Alarm management is a fundamental part of network monitoring. The motivation for defining a standard alarm interface for network devices isn’t new. In the early 90s, ITU-T standardized X.733 (OSI model). This continued in mobile networks with the standardization of Alarm IRP (Integration Reference Point) by 3GPP. In TCP/IP networks, SNMP is the preferred choice for network management, along with ad hoc tools (usually command-line scripts). In SNMP, object information is stored as MIBs (Management Information Base), formal descriptions of the network objects that can be managed. Usually MIBs have a tree structure.

The IETF didn’t early on standardize an alarm MIB. Instead, management systems interpreted the enterprise specific traps per MIB to build an alarm list. When finally RFC 3877 (Alarm Management Information Base MIB) was published, it had to address the existence of these enterprise traps and map them into alarms. This requirement led to a MIB that was not easy to use.

Introducing NETCONF and YANG

SNMP is still the dominant protocol for network management, although it has start showing its age. In the last years, several alternatives were proposed with the goal of replacing it. Among all proposals, the most promising alternative is NETCONF (RFC 6241: Network Configuration Protocol). NETCONF is, like SNMP, a network management protocol. It provides mechanisms to install, manipulate, and delete the configuration of network devices. NETCONF uses an RPC mechanism to execute its operations, whereas protocol messages are encoded in XML (or JSON).

The NETMOD WG (NETCONF Data Modeling Working Group) defines the semantics of operational data, configuration data, notifications and operations, using a data modeling language called YANG (See RFC 6020 and RFC 6021).

YANG is a very rich language. It allows to define much more complex data structures than other modeling languages such DTD or XML-Schema. For instance, YANG features a wide range of primitive data types (uint32, string, boolean, decimal64, etc), simple data (leaf), structured data elements (container, list, list-leaf), definition of customized types (typedef), definition of remote procedure calls, references (instance-ref, leaf-ref), notifications, etc.

- [Record extracts]
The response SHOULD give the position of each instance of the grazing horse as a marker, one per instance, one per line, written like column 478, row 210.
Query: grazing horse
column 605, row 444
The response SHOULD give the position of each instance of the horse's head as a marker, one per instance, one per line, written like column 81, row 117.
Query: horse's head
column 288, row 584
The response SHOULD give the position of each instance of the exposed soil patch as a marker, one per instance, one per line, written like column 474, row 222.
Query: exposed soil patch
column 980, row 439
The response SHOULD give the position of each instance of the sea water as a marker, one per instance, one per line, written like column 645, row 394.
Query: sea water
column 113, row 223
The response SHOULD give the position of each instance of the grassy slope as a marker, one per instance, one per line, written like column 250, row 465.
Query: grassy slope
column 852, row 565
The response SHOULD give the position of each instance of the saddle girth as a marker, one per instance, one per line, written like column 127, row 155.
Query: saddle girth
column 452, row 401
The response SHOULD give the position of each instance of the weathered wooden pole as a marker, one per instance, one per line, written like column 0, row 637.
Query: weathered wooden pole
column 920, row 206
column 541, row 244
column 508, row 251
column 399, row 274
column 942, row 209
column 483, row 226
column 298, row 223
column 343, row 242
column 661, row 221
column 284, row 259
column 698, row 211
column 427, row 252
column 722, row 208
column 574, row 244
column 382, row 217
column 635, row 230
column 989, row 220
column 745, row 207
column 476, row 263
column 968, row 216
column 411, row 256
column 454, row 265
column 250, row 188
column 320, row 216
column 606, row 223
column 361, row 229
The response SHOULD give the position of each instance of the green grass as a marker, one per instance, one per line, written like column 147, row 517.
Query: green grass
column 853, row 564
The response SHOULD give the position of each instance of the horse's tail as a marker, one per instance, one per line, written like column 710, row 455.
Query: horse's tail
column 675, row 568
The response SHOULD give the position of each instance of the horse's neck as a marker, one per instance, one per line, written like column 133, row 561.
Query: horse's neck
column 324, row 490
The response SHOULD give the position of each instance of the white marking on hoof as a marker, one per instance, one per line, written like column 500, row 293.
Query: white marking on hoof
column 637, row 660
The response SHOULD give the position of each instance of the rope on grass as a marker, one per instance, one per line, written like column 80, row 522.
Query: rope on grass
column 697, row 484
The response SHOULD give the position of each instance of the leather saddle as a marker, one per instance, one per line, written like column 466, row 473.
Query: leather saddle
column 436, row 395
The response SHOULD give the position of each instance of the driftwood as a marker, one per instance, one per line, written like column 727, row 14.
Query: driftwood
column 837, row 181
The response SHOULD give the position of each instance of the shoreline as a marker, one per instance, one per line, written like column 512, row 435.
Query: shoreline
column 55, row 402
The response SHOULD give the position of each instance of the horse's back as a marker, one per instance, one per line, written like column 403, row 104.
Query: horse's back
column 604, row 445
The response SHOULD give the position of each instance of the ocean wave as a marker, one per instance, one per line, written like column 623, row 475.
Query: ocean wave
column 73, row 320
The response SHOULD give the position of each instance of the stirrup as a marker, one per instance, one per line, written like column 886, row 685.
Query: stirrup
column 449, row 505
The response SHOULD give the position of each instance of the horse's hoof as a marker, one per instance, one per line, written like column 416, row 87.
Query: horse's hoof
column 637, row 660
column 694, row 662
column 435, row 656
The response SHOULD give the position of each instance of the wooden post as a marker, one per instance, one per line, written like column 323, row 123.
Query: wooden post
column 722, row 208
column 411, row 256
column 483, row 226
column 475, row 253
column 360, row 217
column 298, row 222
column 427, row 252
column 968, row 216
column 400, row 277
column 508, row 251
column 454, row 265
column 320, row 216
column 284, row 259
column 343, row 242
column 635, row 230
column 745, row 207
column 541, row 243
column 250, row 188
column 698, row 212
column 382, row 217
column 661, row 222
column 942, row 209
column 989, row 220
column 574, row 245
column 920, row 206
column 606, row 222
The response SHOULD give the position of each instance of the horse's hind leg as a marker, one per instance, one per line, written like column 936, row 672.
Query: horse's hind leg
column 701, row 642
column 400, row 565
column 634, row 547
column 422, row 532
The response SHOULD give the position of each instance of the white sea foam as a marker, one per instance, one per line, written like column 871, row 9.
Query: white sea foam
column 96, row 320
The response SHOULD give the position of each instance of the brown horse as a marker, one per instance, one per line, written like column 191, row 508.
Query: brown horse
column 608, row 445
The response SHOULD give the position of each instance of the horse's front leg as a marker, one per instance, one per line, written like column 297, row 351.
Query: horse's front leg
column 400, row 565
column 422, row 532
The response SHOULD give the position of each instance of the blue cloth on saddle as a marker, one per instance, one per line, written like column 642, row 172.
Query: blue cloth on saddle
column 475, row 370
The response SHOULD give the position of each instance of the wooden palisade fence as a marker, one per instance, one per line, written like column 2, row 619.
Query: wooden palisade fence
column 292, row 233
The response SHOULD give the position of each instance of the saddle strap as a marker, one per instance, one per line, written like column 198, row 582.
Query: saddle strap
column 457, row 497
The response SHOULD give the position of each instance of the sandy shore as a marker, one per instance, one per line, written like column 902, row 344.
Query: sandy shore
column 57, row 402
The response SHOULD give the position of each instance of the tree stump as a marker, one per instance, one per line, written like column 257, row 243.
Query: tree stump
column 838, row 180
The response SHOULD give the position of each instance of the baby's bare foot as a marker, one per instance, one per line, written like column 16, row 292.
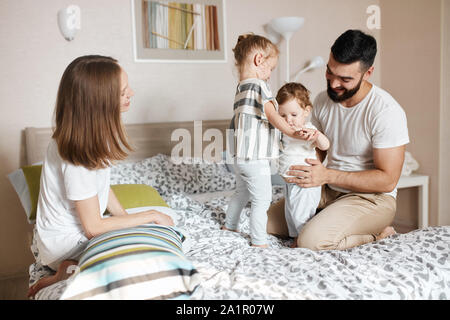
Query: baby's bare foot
column 61, row 274
column 387, row 232
column 294, row 244
column 264, row 246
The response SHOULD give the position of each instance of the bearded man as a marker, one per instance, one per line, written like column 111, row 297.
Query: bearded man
column 368, row 134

- [Job] Copy the network management text word for word from "The IETF didn’t" to "easy to use.".

- [Written response]
The IETF didn’t early on standardize an alarm MIB. Instead, management systems interpreted the enterprise specific traps per MIB to build an alarm list. When finally RFC 3877 (Alarm Management Information Base MIB) was published, it had to address the existence of these enterprise traps and map them into alarms. This requirement led to a MIB that was not easy to use.